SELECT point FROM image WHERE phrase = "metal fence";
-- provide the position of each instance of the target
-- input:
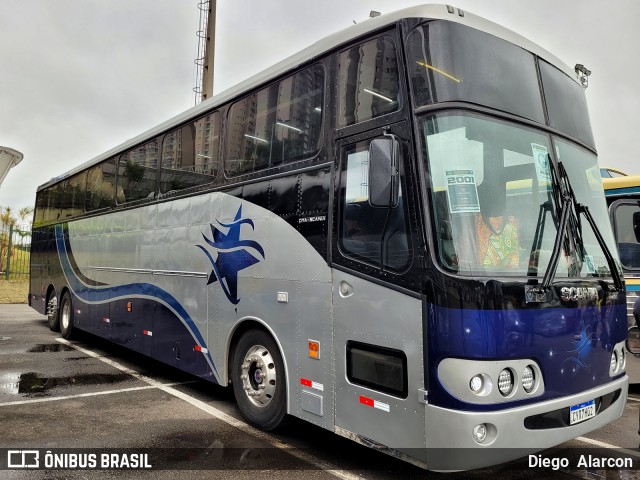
(15, 251)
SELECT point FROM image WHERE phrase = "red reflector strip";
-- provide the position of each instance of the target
(308, 383)
(370, 402)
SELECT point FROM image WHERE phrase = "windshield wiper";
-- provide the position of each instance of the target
(564, 191)
(582, 209)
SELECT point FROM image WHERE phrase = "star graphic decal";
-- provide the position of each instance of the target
(233, 254)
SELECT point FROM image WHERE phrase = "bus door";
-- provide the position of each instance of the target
(378, 340)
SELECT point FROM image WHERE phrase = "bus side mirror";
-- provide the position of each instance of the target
(383, 172)
(636, 225)
(633, 341)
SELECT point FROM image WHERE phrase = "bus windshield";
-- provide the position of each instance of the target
(495, 211)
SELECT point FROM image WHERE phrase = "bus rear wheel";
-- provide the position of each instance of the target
(65, 313)
(258, 380)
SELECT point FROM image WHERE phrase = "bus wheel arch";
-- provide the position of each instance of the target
(65, 314)
(52, 309)
(258, 375)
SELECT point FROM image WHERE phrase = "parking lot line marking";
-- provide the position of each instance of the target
(598, 443)
(80, 395)
(220, 415)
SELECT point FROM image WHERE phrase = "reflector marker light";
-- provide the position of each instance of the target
(370, 402)
(311, 384)
(314, 349)
(198, 348)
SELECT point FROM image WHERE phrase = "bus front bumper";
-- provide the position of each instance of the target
(516, 432)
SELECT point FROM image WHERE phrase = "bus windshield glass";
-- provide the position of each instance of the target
(452, 62)
(495, 209)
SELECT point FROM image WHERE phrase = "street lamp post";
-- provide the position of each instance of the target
(8, 158)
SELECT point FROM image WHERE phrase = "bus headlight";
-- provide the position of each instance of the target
(476, 384)
(505, 382)
(480, 433)
(528, 379)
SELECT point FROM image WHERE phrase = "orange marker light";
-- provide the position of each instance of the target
(314, 349)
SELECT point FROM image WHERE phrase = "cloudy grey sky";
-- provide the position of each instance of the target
(78, 77)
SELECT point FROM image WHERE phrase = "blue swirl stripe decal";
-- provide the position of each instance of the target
(93, 295)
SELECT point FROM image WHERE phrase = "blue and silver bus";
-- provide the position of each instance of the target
(398, 234)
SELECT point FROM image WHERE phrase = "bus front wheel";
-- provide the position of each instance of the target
(258, 380)
(52, 312)
(65, 313)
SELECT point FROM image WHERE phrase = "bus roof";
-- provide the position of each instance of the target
(319, 48)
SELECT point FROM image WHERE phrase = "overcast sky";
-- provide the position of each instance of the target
(78, 77)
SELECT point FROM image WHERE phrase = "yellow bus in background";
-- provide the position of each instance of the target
(623, 199)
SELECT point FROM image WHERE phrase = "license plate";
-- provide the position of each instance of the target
(580, 413)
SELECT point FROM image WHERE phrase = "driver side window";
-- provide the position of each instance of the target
(377, 236)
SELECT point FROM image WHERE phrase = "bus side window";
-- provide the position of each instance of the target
(369, 85)
(137, 172)
(363, 234)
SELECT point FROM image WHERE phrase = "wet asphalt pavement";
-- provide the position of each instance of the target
(91, 398)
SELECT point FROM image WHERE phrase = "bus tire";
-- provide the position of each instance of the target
(258, 379)
(65, 315)
(52, 312)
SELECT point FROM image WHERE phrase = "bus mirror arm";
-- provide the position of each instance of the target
(615, 272)
(633, 341)
(581, 209)
(384, 171)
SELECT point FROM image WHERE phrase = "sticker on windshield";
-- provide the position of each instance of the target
(462, 191)
(541, 160)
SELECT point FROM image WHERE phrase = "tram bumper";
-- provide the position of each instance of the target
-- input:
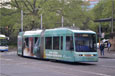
(86, 57)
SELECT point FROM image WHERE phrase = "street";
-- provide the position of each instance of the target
(13, 65)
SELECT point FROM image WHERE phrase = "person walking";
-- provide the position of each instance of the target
(102, 49)
(108, 46)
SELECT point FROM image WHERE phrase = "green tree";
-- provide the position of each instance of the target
(104, 10)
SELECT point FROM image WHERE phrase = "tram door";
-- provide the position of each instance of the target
(69, 48)
(20, 43)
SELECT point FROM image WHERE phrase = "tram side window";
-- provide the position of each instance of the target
(55, 43)
(48, 42)
(61, 43)
(26, 42)
(69, 43)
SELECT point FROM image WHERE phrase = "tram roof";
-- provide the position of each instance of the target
(67, 30)
(31, 33)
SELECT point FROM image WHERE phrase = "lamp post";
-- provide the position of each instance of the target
(21, 20)
(112, 16)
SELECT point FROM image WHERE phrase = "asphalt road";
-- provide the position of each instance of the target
(13, 65)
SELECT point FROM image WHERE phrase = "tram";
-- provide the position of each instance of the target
(62, 44)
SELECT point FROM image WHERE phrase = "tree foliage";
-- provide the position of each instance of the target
(104, 10)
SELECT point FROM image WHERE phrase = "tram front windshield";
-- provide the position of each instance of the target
(85, 42)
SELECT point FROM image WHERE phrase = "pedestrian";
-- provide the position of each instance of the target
(108, 46)
(102, 46)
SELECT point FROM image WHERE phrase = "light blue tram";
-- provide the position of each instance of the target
(59, 44)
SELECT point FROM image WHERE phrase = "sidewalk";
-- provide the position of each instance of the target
(110, 55)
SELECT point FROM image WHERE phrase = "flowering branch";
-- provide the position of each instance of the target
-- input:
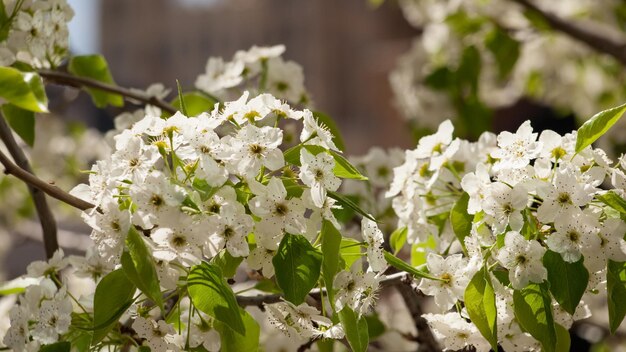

====================

Every record above should be transcribed exactly; the pictures stay out of the copy.

--- Result for this task ---
SELECT point FROM image WHERE phrase = "metal fence";
-- provide the position of each instance of the target
-- input:
(15, 251)
SELECT point FROM image WHERE phrase = "red reflector strip";
-- provide the position of each instance of the target
(308, 383)
(370, 402)
SELECT point FROM image WHERE phrase = "windshield wiper";
-- provide the position of each instance of the target
(564, 191)
(582, 209)
SELECT point FROM image WHERE phrase = "star graphic decal";
-- provide the position of each instance of the target
(233, 254)
SELECT point FROM image WHERE phrase = "bus door";
-- provide the position of each instance of the target
(378, 340)
SELECT point FROM image WHERE phrase = "bus side mirror";
-- provide the position of each instance of the target
(383, 172)
(636, 225)
(633, 341)
SELECT point FROM image WHERE phrase = "bus windshield";
-- provide the position of each instance of the target
(495, 211)
SELECT point FROM image WHERE phrase = "bus rear wheel";
-- provide the position of each instance of the target
(65, 313)
(258, 380)
SELECT point FROM image WHERE phrase = "bus wheel arch";
-- provide the position of each instance of the target
(65, 314)
(52, 309)
(258, 375)
SELECT point FROM image WHERE phrase = "parking lot line marking";
-- provide the position of each instance of the target
(598, 443)
(80, 395)
(220, 415)
SELECT point FROM image WHERE phrase = "reflector marker light";
-- provide the position of each instance of the target
(370, 402)
(311, 384)
(314, 349)
(198, 348)
SELECT point FROM image WHERE phrase = "bus front bumper";
-- provide the position of each instance of the target
(516, 432)
SELECT point FROM image WHERE phrase = "bus windshield glass";
-- provide the position of each instance of the target
(452, 62)
(495, 209)
SELECT point FROM image WHERE phrase = "street lamp post";
-- provide the position of each instance of the target
(8, 158)
SELECT point FROM image WHERE phrase = "bus headlight";
-- provide the position of each instance of the target
(476, 384)
(505, 382)
(480, 433)
(528, 379)
SELECT point FROM image WHERE phrase = "orange marker light";
-- provide the position of each instance of the target
(314, 349)
SELECT point FROM image WHERE phrase = "cloudy grey sky";
-- provide the position of each instance of the target
(78, 77)
SELECT point FROM image WHERE phrase = "blue swirl stripe decal";
-- provide the position of each instance of the target
(93, 295)
SELECT point FROM image WHERE phrase = "blue and silver bus";
-- provide the position of each instance of the target
(398, 234)
SELECT point FROM image WHERE phrase = "bus front wheel";
-- provide the position of each instance of the target
(258, 380)
(52, 312)
(65, 313)
SELECT point FROM image WHERE phrase = "bus roof";
-- provide the position of each instance of the target
(319, 48)
SELECT point FROM image WHERE phrase = "overcast sky";
-- provide the position of each instance of the target
(78, 77)
SELECT point FROM image WHERE phrase = "yellow bus in background";
-- provide the position of each instance of the target
(623, 199)
SELECT point FROM image WHERE phrase = "license plate";
-- provide the position of each instance of the target
(580, 413)
SELECT point FROM image WHERE phrase = "driver side window";
-- provide the position of each instance of the target
(377, 236)
SELECT point FROM image WHERE phrase = "bus side window";
-- provide the position of each instance of the target
(369, 85)
(137, 172)
(363, 234)
SELECT point FROM image WHERE phrase = "wet asphalt pavement";
-- provide the position of each instance of the target
(91, 398)
SELECT point FROM image WHERE phrase = "bus tire";
-- provide the position of each instance of the target
(258, 379)
(65, 315)
(52, 312)
SELECT point FROM image WHERE phrase = "bus mirror arm";
-- provide the position of each instance of the target
(615, 272)
(633, 341)
(581, 209)
(384, 171)
SELECT point FROM image WHERE phrase = "sticker on windshield";
-- provide the position of each instance of the target
(462, 191)
(541, 160)
SELECT point FROM image WHERE phrase = "tram bumper";
-- provide the position of each instance of the target
-- input:
(86, 57)
SELECT point FROM image WHERE phrase = "street";
-- provide the position of each instance of the target
(13, 65)
SELECT point FROM image WHERE phrase = "person walking";
-- provide the position of each instance of the target
(102, 49)
(108, 46)
SELECT point FROM image WHERE phrase = "green tree";
-- provide the position of each instance of the target
(104, 10)
SELECT point FROM image WHERE phrase = "tram door";
-- provide the position of each instance of the target
(69, 48)
(20, 43)
SELECT point FROM image WHERE phrase = "tram side window";
-- provide the position of each instance of the target
(55, 43)
(48, 42)
(61, 43)
(26, 42)
(69, 43)
SELECT point FROM image WHERE phrase = "tram roof";
-- provide the position of each instance of the target
(67, 30)
(31, 33)
SELECT point FROM image WHERE phrase = "lamp post";
-- provide the position of each instance of the target
(21, 20)
(112, 16)
SELECT point FROM image WHERE phrase = "asphalt road";
-- provide the position of each instance of the target
(13, 65)
SELECT point FROM image WHERE phrase = "tram";
-- provide the position of each instance of the target
(62, 44)
SELECT point FROM image WHERE phrase = "tree foliage";
-- provide the position of each instance of the target
(104, 10)
SELECT point FROM image WHERE phrase = "tram front windshield";
-- provide the position of each instance of the target
(85, 42)
SELECT point FROM image WHERE phrase = "pedestrian";
-- provide the position of each instance of the target
(108, 46)
(102, 46)
SELECT point FROM image WHERE phrase = "light blue tram";
-- provide the position of each instance of the target
(59, 44)
SELECT point FROM image WHERE phrase = "sidewalk";
-- provide the position of each instance of the target
(110, 55)
SELECT point FROM image WHERE phrase = "flowering branch";
-- provide the position of each instance of the target
-- input:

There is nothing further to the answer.